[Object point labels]
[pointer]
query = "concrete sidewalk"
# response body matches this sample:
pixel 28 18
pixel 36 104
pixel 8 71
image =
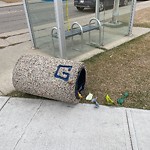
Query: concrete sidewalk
pixel 44 124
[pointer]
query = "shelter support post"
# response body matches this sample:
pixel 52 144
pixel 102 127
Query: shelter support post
pixel 60 27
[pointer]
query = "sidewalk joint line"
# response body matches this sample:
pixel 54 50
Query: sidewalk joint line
pixel 28 124
pixel 129 129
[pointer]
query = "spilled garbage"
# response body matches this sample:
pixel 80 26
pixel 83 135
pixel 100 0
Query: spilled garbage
pixel 109 100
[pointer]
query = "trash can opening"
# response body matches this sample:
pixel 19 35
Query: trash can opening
pixel 81 78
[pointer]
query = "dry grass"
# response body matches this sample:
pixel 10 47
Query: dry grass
pixel 142 18
pixel 125 68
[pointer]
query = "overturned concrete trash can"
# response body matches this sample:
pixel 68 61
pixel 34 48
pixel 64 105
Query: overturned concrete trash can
pixel 49 77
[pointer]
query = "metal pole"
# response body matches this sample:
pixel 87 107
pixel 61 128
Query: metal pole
pixel 97 9
pixel 115 11
pixel 133 7
pixel 60 27
pixel 26 9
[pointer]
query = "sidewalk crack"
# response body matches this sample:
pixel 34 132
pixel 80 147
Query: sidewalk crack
pixel 5 104
pixel 131 130
pixel 28 124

Task prompt -> Print out every entry above without changing a word, and leave out the pictures.

Task answer ->
[pointer]
query = "concrete sidewalk"
# response body matches this sample:
pixel 28 18
pixel 36 104
pixel 8 71
image =
Query: concrete sidewalk
pixel 44 124
[pointer]
query = "shelter support post"
# response body matches this sample:
pixel 52 144
pixel 102 127
Query: shelter support post
pixel 60 27
[pointer]
query = "sidewalk joint line"
# response body matches this sample:
pixel 54 50
Query: sidewalk joint line
pixel 28 124
pixel 129 129
[pointer]
query = "spilled garbage"
# response body matches this sample:
pixel 80 26
pixel 83 135
pixel 100 0
Query: spilled garbage
pixel 109 100
[pointer]
query = "trash can opening"
# response body matches this sample:
pixel 19 35
Query: trash can opening
pixel 81 78
[pointer]
query = "dry grass"
# response body matches this sample:
pixel 10 47
Query: dry grass
pixel 142 18
pixel 125 68
[pointer]
query = "overturned concrete trash can"
# response body matches this sample:
pixel 68 61
pixel 34 48
pixel 64 105
Query: overturned concrete trash can
pixel 49 77
[pointer]
query = "metal pole"
# response body matches this sample:
pixel 87 107
pixel 61 128
Query: metal pole
pixel 97 9
pixel 115 11
pixel 133 7
pixel 60 27
pixel 26 9
[pointer]
query = "sidewalk crack"
# response body matches this sample:
pixel 34 132
pixel 80 147
Query: sidewalk crack
pixel 5 104
pixel 131 130
pixel 28 124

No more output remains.